→ **Task description**
Quote each line exactly, from the line that contains "the suit sleeve" down to the last line of the listing, and no other lines.

[Lines of data]
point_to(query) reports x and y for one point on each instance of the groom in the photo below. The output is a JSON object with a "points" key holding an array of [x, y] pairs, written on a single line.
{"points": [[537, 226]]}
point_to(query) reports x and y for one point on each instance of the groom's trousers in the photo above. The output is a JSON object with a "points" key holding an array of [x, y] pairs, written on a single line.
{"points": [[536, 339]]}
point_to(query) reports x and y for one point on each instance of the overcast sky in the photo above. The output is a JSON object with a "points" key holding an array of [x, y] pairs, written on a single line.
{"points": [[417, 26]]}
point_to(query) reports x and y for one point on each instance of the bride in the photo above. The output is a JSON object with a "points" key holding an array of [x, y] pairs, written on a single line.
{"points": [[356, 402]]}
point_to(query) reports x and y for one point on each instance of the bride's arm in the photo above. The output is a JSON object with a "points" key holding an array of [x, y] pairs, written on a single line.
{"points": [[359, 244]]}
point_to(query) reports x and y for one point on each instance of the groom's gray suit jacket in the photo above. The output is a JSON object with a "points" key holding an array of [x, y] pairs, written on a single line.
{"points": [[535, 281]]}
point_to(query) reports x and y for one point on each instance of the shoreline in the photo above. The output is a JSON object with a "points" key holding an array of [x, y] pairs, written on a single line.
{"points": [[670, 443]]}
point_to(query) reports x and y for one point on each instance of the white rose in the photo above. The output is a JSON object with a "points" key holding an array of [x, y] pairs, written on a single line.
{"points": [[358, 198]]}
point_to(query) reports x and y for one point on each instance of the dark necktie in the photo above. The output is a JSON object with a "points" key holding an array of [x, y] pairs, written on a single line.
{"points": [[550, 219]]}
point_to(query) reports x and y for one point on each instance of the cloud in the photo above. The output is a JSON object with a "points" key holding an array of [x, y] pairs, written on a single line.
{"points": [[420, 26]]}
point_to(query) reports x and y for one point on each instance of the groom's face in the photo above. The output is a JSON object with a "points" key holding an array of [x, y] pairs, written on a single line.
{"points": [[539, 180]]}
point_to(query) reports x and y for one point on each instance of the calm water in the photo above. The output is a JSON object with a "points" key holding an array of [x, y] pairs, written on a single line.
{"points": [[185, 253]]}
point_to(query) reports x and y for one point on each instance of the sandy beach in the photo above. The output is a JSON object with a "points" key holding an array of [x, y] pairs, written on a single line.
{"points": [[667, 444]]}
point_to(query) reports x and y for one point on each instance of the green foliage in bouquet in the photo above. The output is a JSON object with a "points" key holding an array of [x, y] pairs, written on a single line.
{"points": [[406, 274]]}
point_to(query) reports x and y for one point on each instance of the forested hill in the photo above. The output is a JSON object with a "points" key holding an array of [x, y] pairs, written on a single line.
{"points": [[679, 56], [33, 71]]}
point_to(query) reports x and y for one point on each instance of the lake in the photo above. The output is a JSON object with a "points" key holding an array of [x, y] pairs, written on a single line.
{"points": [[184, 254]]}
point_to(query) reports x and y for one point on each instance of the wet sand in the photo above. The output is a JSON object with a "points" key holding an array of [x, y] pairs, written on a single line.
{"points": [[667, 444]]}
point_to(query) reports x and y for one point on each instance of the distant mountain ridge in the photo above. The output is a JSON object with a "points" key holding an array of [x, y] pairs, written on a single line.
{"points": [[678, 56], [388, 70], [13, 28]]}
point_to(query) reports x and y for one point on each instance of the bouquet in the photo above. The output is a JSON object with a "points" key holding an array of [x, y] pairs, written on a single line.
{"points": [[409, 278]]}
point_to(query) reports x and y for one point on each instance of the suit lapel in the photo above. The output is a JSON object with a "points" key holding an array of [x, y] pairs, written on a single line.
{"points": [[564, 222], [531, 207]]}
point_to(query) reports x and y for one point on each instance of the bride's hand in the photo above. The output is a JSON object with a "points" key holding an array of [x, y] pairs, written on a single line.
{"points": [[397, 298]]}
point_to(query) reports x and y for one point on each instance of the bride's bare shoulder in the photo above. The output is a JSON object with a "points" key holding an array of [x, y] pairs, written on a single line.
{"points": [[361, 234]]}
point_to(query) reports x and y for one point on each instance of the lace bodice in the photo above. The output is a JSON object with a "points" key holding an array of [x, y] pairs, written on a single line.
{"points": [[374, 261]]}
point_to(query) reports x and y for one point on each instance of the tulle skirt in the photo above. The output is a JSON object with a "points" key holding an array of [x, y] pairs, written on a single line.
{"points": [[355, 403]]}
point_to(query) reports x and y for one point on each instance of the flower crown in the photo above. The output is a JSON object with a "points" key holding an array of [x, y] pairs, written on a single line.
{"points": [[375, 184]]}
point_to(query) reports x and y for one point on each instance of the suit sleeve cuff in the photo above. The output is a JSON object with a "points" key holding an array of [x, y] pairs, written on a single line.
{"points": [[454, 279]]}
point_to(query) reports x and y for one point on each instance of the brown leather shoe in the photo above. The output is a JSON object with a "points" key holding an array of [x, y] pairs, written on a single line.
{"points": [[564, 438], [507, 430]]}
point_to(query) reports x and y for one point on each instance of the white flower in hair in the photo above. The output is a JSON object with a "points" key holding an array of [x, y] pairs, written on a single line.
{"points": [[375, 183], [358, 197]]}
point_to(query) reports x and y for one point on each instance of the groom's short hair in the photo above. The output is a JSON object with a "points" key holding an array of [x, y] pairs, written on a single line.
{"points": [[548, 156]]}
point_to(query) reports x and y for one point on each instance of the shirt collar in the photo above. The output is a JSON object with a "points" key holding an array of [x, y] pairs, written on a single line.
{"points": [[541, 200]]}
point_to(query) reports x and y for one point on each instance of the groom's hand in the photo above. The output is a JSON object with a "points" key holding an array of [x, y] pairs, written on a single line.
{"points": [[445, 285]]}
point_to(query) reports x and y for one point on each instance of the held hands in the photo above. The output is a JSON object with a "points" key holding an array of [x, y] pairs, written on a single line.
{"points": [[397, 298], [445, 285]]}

→ **Output for this task**
point_to(query) reports x and y for one point on each instance of the suit sleeve cuff in the photo above. The output is a JSON object with a "points" key holding an array of [x, y] pairs, written on a single line.
{"points": [[454, 279]]}
point_to(query) reports x and y for one point on each instance of the brown leather shoe in the photo above. The output is a JSON object with a "points" key holding an array of [x, y] pairs, written on a single line.
{"points": [[564, 438], [507, 430]]}
point_to(query) reports x and y for one point on each instance of the white flower in hair in the photo above. The output is a JSON object with a "points" key holding an array of [x, y] pairs, written on a single line.
{"points": [[375, 183], [358, 197]]}
point_to(query) reports x and y for one point on each instance of the groom's short hair in the photo above. The output is a JSON object with a "points" key holding an array of [x, y] pairs, written on a single line.
{"points": [[548, 156]]}
point_to(query) reports x and y for one point on each instance of the shirt collar in the photo above. The output is a JSON object with a "points" key holding an array of [x, y] pairs, written on a single line.
{"points": [[541, 200]]}
point_to(query) reports x and y for one point on each instance of the groom's hand in the photo above. The output is a JSON object with a "points" key holding an array of [x, y] pairs, written on a single line.
{"points": [[445, 285]]}
point_to(query) reports x and y for one point on each instance of the held hands in the photo above. The output is a JSON object with a "points" key holding an array of [x, y] pairs, written on a single line.
{"points": [[397, 298], [445, 285]]}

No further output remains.